### PROVIDED RECORDS:
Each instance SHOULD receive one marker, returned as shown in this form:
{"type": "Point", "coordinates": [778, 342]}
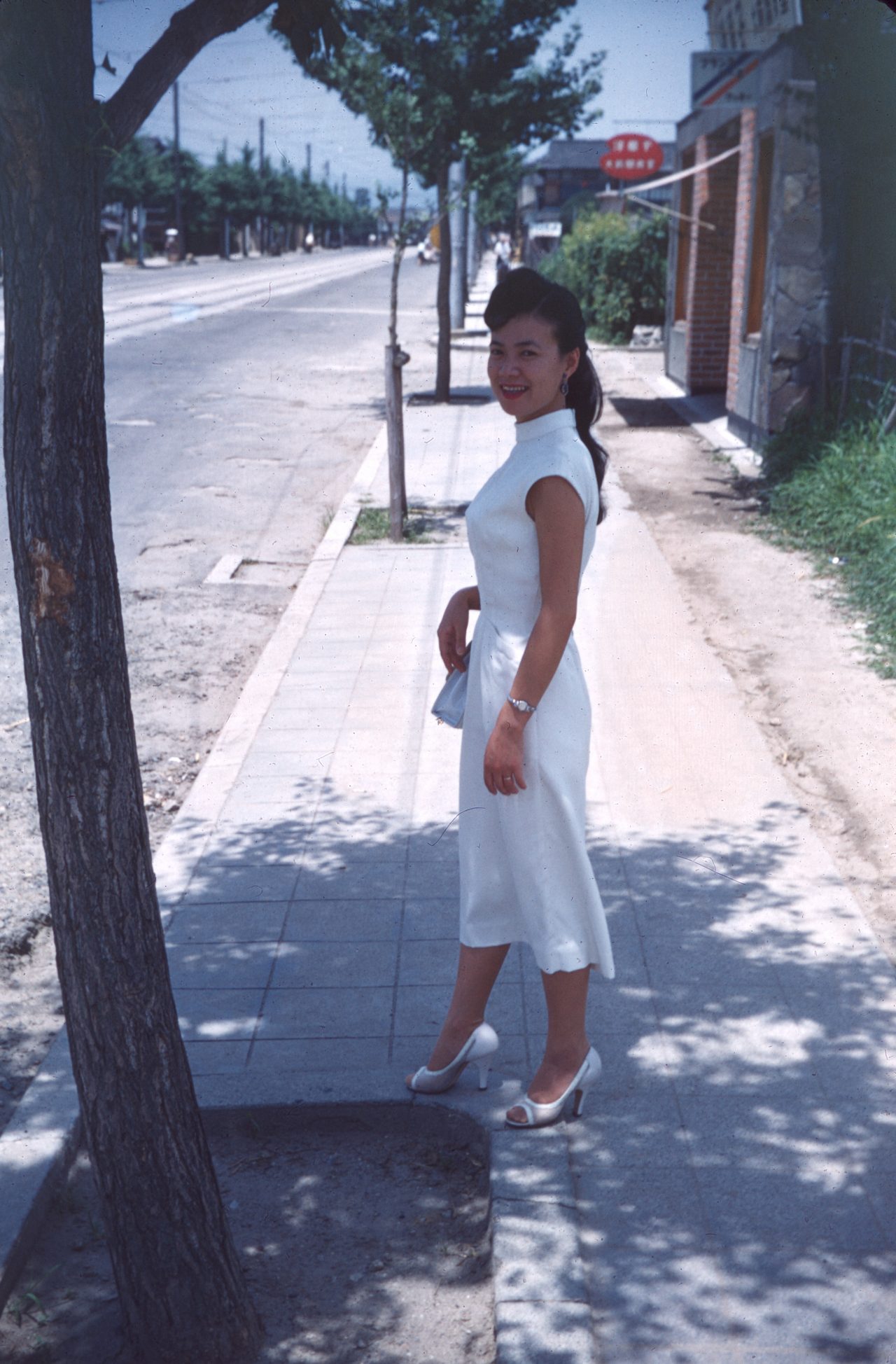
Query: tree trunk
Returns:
{"type": "Point", "coordinates": [179, 1280]}
{"type": "Point", "coordinates": [444, 293]}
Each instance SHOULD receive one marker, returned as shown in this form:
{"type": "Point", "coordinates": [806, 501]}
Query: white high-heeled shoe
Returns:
{"type": "Point", "coordinates": [539, 1115]}
{"type": "Point", "coordinates": [480, 1047]}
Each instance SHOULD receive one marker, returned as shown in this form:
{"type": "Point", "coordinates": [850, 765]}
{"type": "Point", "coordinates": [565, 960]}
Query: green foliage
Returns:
{"type": "Point", "coordinates": [615, 266]}
{"type": "Point", "coordinates": [138, 175]}
{"type": "Point", "coordinates": [144, 174]}
{"type": "Point", "coordinates": [832, 493]}
{"type": "Point", "coordinates": [496, 179]}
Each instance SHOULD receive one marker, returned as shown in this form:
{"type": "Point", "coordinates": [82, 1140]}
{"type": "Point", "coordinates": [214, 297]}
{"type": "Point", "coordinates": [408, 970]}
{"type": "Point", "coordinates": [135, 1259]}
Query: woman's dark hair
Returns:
{"type": "Point", "coordinates": [528, 293]}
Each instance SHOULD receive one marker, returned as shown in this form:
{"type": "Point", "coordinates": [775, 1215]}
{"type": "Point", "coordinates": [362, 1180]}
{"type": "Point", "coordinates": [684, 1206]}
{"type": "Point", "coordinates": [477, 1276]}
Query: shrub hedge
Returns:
{"type": "Point", "coordinates": [615, 266]}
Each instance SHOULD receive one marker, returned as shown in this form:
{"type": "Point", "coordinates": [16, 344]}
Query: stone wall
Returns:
{"type": "Point", "coordinates": [795, 284]}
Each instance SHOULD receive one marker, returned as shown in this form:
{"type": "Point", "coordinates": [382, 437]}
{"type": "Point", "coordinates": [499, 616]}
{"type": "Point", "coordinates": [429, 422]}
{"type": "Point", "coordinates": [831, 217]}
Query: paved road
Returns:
{"type": "Point", "coordinates": [240, 398]}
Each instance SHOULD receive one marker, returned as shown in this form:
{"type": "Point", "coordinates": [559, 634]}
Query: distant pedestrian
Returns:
{"type": "Point", "coordinates": [524, 865]}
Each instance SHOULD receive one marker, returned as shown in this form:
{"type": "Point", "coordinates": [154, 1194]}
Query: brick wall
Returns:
{"type": "Point", "coordinates": [711, 267]}
{"type": "Point", "coordinates": [741, 254]}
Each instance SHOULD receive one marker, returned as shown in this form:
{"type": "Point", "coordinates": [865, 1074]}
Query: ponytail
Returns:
{"type": "Point", "coordinates": [526, 292]}
{"type": "Point", "coordinates": [587, 400]}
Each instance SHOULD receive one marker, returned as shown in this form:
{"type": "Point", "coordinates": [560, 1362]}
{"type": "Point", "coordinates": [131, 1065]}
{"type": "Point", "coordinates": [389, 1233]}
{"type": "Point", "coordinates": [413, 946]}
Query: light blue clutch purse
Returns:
{"type": "Point", "coordinates": [450, 702]}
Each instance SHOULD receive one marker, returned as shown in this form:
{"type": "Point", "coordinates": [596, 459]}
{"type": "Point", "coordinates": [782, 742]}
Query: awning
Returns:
{"type": "Point", "coordinates": [681, 175]}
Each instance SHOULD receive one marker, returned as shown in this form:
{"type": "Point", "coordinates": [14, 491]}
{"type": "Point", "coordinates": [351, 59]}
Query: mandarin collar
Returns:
{"type": "Point", "coordinates": [542, 426]}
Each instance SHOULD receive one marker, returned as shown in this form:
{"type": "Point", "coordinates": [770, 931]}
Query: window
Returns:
{"type": "Point", "coordinates": [682, 265]}
{"type": "Point", "coordinates": [760, 235]}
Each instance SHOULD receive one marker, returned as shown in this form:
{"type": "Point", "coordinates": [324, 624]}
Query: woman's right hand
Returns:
{"type": "Point", "coordinates": [453, 632]}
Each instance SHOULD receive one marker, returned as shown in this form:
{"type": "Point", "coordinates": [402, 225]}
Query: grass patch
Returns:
{"type": "Point", "coordinates": [372, 524]}
{"type": "Point", "coordinates": [832, 494]}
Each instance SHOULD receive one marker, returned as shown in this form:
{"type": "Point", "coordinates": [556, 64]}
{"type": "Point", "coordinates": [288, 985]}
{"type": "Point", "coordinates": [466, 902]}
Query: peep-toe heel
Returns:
{"type": "Point", "coordinates": [480, 1048]}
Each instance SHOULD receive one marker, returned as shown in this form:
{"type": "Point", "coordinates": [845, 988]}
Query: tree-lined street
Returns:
{"type": "Point", "coordinates": [240, 401]}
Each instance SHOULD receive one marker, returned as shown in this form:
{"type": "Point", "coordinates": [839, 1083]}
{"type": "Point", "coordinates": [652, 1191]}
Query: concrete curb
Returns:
{"type": "Point", "coordinates": [542, 1311]}
{"type": "Point", "coordinates": [41, 1139]}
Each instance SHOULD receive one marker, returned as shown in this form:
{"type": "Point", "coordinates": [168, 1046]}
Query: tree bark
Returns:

### EXERCISE:
Extract the text of all the records above verbatim, excluding pictures.

### TASK RESULT:
Each instance SHOULD receive one marker, returned as shown in this form:
{"type": "Point", "coordinates": [778, 342]}
Query: tree trunk
Returns:
{"type": "Point", "coordinates": [179, 1280]}
{"type": "Point", "coordinates": [444, 293]}
Each instance SHOULD receive one marker, returned as shown in this form:
{"type": "Point", "coordinates": [806, 501]}
Query: white high-heeled shoe
Returns:
{"type": "Point", "coordinates": [539, 1115]}
{"type": "Point", "coordinates": [480, 1047]}
Each instance SHOULD receive one marker, returned as shown in this form:
{"type": "Point", "coordinates": [850, 765]}
{"type": "Point", "coordinates": [565, 960]}
Query: green foliage
Returns:
{"type": "Point", "coordinates": [615, 266]}
{"type": "Point", "coordinates": [138, 175]}
{"type": "Point", "coordinates": [144, 174]}
{"type": "Point", "coordinates": [832, 493]}
{"type": "Point", "coordinates": [496, 179]}
Each instance SHOULD receive one marker, returned as shown in this form:
{"type": "Point", "coordinates": [82, 1140]}
{"type": "Point", "coordinates": [214, 297]}
{"type": "Point", "coordinates": [408, 970]}
{"type": "Point", "coordinates": [135, 1259]}
Query: woman's dark hair
Returns:
{"type": "Point", "coordinates": [528, 293]}
Each instance SHOULD receive one marker, returned as shown in this form:
{"type": "Point", "coordinates": [775, 1215]}
{"type": "Point", "coordinates": [362, 1180]}
{"type": "Point", "coordinates": [684, 1206]}
{"type": "Point", "coordinates": [477, 1276]}
Query: shrub hedge
Returns:
{"type": "Point", "coordinates": [615, 266]}
Each instance SHOULD receive one marker, returned as shown in this form:
{"type": "Point", "coordinates": [16, 344]}
Query: stone wall
Returns:
{"type": "Point", "coordinates": [795, 284]}
Each instance SHOULD receive one marker, returned as shown in this form:
{"type": "Point", "coordinates": [382, 437]}
{"type": "Point", "coordinates": [499, 616]}
{"type": "Point", "coordinates": [429, 422]}
{"type": "Point", "coordinates": [831, 217]}
Query: paved road
Returns:
{"type": "Point", "coordinates": [240, 398]}
Each instance SHOULD receive one marker, returned as shown in this form:
{"type": "Point", "coordinates": [559, 634]}
Query: distant pedestrian
Returns:
{"type": "Point", "coordinates": [524, 865]}
Each instance SHOULD receive one marker, returned as shown in this form:
{"type": "Point", "coordinates": [154, 1194]}
Query: brick wall
Returns:
{"type": "Point", "coordinates": [711, 267]}
{"type": "Point", "coordinates": [741, 254]}
Each instance SHOULD receive one marker, returned as shown in this form:
{"type": "Point", "coordinates": [865, 1074]}
Query: ponytail
Returns:
{"type": "Point", "coordinates": [526, 292]}
{"type": "Point", "coordinates": [587, 400]}
Each instance SHOULD receive one marker, returned as shown in this form:
{"type": "Point", "coordinates": [560, 1362]}
{"type": "Point", "coordinates": [131, 1065]}
{"type": "Point", "coordinates": [389, 1233]}
{"type": "Point", "coordinates": [413, 946]}
Query: light blue clutch purse
Returns:
{"type": "Point", "coordinates": [450, 702]}
Each instance SHOULD receive one marker, returned as shown in this form:
{"type": "Point", "coordinates": [596, 459]}
{"type": "Point", "coordinates": [782, 742]}
Query: awning
Returns:
{"type": "Point", "coordinates": [681, 175]}
Each instance SHOULD receive one marker, returned as shown in this form:
{"type": "Point", "coordinates": [14, 491]}
{"type": "Point", "coordinates": [351, 59]}
Query: mandarin collar
Returns:
{"type": "Point", "coordinates": [542, 426]}
Each instance SHOULD receive one marker, returned as shown in this form:
{"type": "Point", "coordinates": [770, 931]}
Query: window
Returns:
{"type": "Point", "coordinates": [682, 265]}
{"type": "Point", "coordinates": [760, 235]}
Each instance SHOULD receive one marker, returned as shown in this form:
{"type": "Point", "coordinates": [324, 624]}
Query: woman's right hand
Returns:
{"type": "Point", "coordinates": [453, 632]}
Each instance SHOULD receive one marker, returned as shown in this form:
{"type": "Point", "coordinates": [402, 225]}
Query: grass patch
Returns:
{"type": "Point", "coordinates": [372, 524]}
{"type": "Point", "coordinates": [832, 494]}
Each instance SHOULD receive one marker, returned as shown in this form:
{"type": "Point", "coordinates": [556, 64]}
{"type": "Point", "coordinates": [288, 985]}
{"type": "Point", "coordinates": [466, 902]}
Query: peep-toe heel
Returns:
{"type": "Point", "coordinates": [480, 1048]}
Each instance SHOULD receive one marker, returned as shown in this form:
{"type": "Point", "coordinates": [845, 988]}
Query: tree-lined street
Returns:
{"type": "Point", "coordinates": [240, 401]}
Each instance SHOULD receive one marker, returned as shown in this form:
{"type": "Point", "coordinates": [839, 1083]}
{"type": "Point", "coordinates": [652, 1191]}
Query: concrete curb
Returns:
{"type": "Point", "coordinates": [542, 1311]}
{"type": "Point", "coordinates": [41, 1139]}
Each instance SHOULD receive one marker, returned as shown in this form:
{"type": "Point", "coordinates": [168, 1046]}
Query: tree bark
Returns:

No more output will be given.